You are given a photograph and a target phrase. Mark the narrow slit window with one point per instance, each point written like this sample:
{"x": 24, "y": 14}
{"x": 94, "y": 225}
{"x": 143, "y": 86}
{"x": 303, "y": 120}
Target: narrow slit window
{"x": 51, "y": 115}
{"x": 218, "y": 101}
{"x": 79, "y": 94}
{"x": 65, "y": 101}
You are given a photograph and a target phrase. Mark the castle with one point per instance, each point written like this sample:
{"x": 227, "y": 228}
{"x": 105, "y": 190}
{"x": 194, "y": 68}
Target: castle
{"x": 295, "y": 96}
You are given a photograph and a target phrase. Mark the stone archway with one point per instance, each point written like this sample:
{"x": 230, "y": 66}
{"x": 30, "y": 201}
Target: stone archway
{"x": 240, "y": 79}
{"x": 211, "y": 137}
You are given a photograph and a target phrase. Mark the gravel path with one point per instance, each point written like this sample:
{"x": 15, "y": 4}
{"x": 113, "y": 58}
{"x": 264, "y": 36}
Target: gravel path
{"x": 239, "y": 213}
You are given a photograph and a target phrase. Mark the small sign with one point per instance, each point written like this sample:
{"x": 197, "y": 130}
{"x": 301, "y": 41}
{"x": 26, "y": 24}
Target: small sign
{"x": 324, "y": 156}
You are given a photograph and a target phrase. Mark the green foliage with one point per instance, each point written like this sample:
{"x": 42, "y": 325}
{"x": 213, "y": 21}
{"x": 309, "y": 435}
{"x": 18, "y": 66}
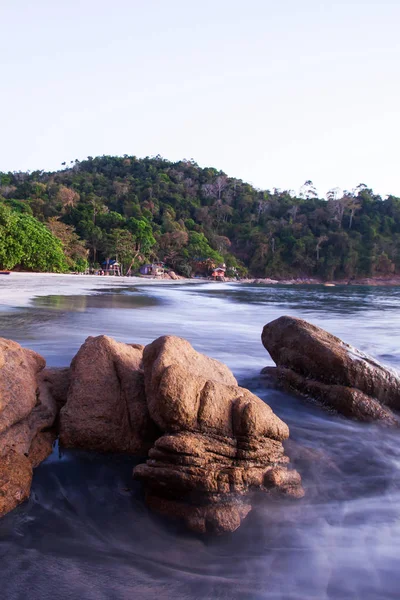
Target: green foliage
{"x": 27, "y": 244}
{"x": 142, "y": 209}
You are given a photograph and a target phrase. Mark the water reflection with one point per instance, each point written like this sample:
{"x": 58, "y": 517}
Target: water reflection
{"x": 85, "y": 533}
{"x": 120, "y": 299}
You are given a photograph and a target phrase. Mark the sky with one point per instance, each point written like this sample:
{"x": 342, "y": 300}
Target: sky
{"x": 271, "y": 92}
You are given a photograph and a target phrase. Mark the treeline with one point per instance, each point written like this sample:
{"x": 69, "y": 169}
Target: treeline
{"x": 144, "y": 209}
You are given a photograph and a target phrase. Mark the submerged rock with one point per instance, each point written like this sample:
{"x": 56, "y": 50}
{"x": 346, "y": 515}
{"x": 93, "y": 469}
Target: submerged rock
{"x": 106, "y": 408}
{"x": 221, "y": 444}
{"x": 315, "y": 363}
{"x": 27, "y": 416}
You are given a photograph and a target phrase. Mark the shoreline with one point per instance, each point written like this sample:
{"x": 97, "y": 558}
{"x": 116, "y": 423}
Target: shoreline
{"x": 149, "y": 280}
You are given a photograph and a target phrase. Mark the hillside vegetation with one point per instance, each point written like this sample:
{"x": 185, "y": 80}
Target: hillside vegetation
{"x": 142, "y": 209}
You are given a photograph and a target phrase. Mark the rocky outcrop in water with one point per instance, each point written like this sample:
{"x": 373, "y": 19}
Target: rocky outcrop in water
{"x": 220, "y": 443}
{"x": 106, "y": 407}
{"x": 212, "y": 446}
{"x": 315, "y": 363}
{"x": 27, "y": 415}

» Goal: Print each record exactly as it stands, leaving the images out.

» Full output:
You are given a photograph and a target phrase. Mark the narrow slit window with one point per instance, each point written like this sample:
{"x": 24, "y": 14}
{"x": 94, "y": 225}
{"x": 143, "y": 86}
{"x": 303, "y": 120}
Target: narrow slit window
{"x": 51, "y": 115}
{"x": 218, "y": 101}
{"x": 79, "y": 94}
{"x": 65, "y": 101}
You are given a photograph and a target phrase. Mark the castle with one point per instance, each point written like this sample:
{"x": 227, "y": 228}
{"x": 105, "y": 190}
{"x": 194, "y": 68}
Target: castle
{"x": 295, "y": 96}
You are given a photograph and a target phrase. Mark the stone archway with one point per instance, each point written like this sample:
{"x": 230, "y": 66}
{"x": 30, "y": 201}
Target: stone archway
{"x": 240, "y": 79}
{"x": 211, "y": 137}
You are given a photograph and a target phrase. Mark the gravel path with one point per instance, each point written like this sample:
{"x": 15, "y": 4}
{"x": 113, "y": 58}
{"x": 264, "y": 36}
Target: gravel path
{"x": 239, "y": 213}
You are given a photograph and a target phrase. Mark the small sign with one point per instance, each point written like this sample:
{"x": 197, "y": 130}
{"x": 301, "y": 41}
{"x": 26, "y": 24}
Target: small sign
{"x": 324, "y": 156}
You are given a photograph and a target phrase. Mark the green foliage with one point per instance, each point written like this sample:
{"x": 42, "y": 325}
{"x": 213, "y": 21}
{"x": 309, "y": 435}
{"x": 18, "y": 66}
Target: green foliage
{"x": 27, "y": 244}
{"x": 142, "y": 209}
You are given a photograph and a target phrase. Mark the water reflection with one point per instance, each point written like this sample:
{"x": 58, "y": 517}
Target: water reflection
{"x": 85, "y": 533}
{"x": 120, "y": 299}
You are given a photograph and a target phrase. Mark the sky with one point per instance, each point written like this sample:
{"x": 342, "y": 300}
Target: sky
{"x": 271, "y": 92}
You are given a photograph and a target phrase. Mark the treeline with one point per instance, each point written like this sample:
{"x": 69, "y": 169}
Target: treeline
{"x": 144, "y": 209}
You are given a photograph and a target phrase. Mark the submerged rock with one point per instance, each point written like this sample:
{"x": 56, "y": 50}
{"x": 346, "y": 515}
{"x": 93, "y": 469}
Target: submerged rock
{"x": 106, "y": 408}
{"x": 221, "y": 444}
{"x": 315, "y": 363}
{"x": 27, "y": 416}
You are given a photograph and a target phrase. Mark the shoreline with one point per instance, each point written like this sample:
{"x": 97, "y": 558}
{"x": 116, "y": 423}
Target: shoreline
{"x": 149, "y": 280}
You are given a photograph and a target phrase. Mark the hillside vegetation with one point per instance, each point written like this sample:
{"x": 185, "y": 80}
Target: hillside vegetation
{"x": 142, "y": 209}
You are given a photograph and a target phrase. Mark the rocky outcrop in water with one point per instance, each point written like this sample:
{"x": 373, "y": 19}
Target: rocky outcrop in water
{"x": 220, "y": 443}
{"x": 106, "y": 407}
{"x": 212, "y": 446}
{"x": 315, "y": 363}
{"x": 27, "y": 415}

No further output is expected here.